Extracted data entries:

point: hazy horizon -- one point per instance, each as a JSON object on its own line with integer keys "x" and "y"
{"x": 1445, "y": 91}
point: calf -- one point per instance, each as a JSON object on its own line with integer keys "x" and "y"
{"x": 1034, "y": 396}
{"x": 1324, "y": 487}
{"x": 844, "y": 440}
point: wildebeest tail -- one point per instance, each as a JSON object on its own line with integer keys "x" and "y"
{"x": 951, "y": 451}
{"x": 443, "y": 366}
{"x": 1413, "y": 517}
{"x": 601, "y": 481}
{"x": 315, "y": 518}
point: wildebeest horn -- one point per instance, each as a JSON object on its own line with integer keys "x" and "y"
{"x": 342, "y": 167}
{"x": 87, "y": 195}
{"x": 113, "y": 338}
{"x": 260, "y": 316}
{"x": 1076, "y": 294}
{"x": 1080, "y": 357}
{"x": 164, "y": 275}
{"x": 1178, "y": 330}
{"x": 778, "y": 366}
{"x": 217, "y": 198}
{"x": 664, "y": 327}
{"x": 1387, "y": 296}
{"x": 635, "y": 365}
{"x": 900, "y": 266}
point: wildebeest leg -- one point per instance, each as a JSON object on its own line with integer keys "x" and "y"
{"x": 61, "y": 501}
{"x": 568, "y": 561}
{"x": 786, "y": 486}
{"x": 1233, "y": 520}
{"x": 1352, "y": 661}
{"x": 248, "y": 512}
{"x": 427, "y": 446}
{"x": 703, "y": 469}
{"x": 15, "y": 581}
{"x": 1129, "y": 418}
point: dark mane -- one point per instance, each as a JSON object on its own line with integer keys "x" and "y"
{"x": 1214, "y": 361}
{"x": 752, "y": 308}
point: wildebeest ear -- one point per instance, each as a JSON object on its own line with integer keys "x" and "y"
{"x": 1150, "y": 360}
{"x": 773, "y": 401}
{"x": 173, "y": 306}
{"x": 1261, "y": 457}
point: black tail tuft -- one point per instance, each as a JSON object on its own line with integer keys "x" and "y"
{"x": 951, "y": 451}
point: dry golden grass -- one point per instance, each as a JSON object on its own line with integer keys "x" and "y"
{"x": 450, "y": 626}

__Assignment__.
Retype the entries exactly, including every line.

__Task result__.
point: hazy horizon -- one point per instance, each as a JSON object on its own line with integer keys "x" and "y"
{"x": 1445, "y": 91}
point: calf -- one point per instance, each as a JSON object on its own line with integer keys "x" and "y"
{"x": 1034, "y": 396}
{"x": 1324, "y": 487}
{"x": 844, "y": 440}
point: wildebeest tail -- one point per instance, each as a JSON object on its own line with integer keys "x" and "y"
{"x": 951, "y": 451}
{"x": 443, "y": 366}
{"x": 1413, "y": 517}
{"x": 601, "y": 481}
{"x": 315, "y": 518}
point: wildebeest horn -- one point per instance, each as a JSON object on its own line with integer keys "x" and "y"
{"x": 342, "y": 167}
{"x": 87, "y": 195}
{"x": 113, "y": 338}
{"x": 260, "y": 316}
{"x": 1076, "y": 294}
{"x": 1080, "y": 357}
{"x": 164, "y": 275}
{"x": 1178, "y": 330}
{"x": 778, "y": 366}
{"x": 217, "y": 198}
{"x": 664, "y": 327}
{"x": 1387, "y": 296}
{"x": 635, "y": 365}
{"x": 900, "y": 266}
point: wildebeest leg -- one point per instance, each as a JSON object on its own line with integer keys "x" and "y"
{"x": 61, "y": 501}
{"x": 568, "y": 561}
{"x": 786, "y": 486}
{"x": 1233, "y": 520}
{"x": 1352, "y": 661}
{"x": 248, "y": 512}
{"x": 427, "y": 446}
{"x": 703, "y": 469}
{"x": 15, "y": 581}
{"x": 1129, "y": 418}
point: dark mane -- one point per instance, each as a JSON object on its own line with integer keys "x" and "y"
{"x": 1214, "y": 361}
{"x": 752, "y": 308}
point: wildebeest ear -- one point per instance, each as a JSON object on its own line with integer keys "x" and "y"
{"x": 1150, "y": 360}
{"x": 773, "y": 401}
{"x": 173, "y": 306}
{"x": 1261, "y": 457}
point: black tail tuft -- one point per instance, each as a JSON object on its own line with integer keys "x" and "y"
{"x": 951, "y": 451}
point: dry golden grass -- one point per instance, each as a JSON object on its own line with integer keys "x" and "y"
{"x": 450, "y": 626}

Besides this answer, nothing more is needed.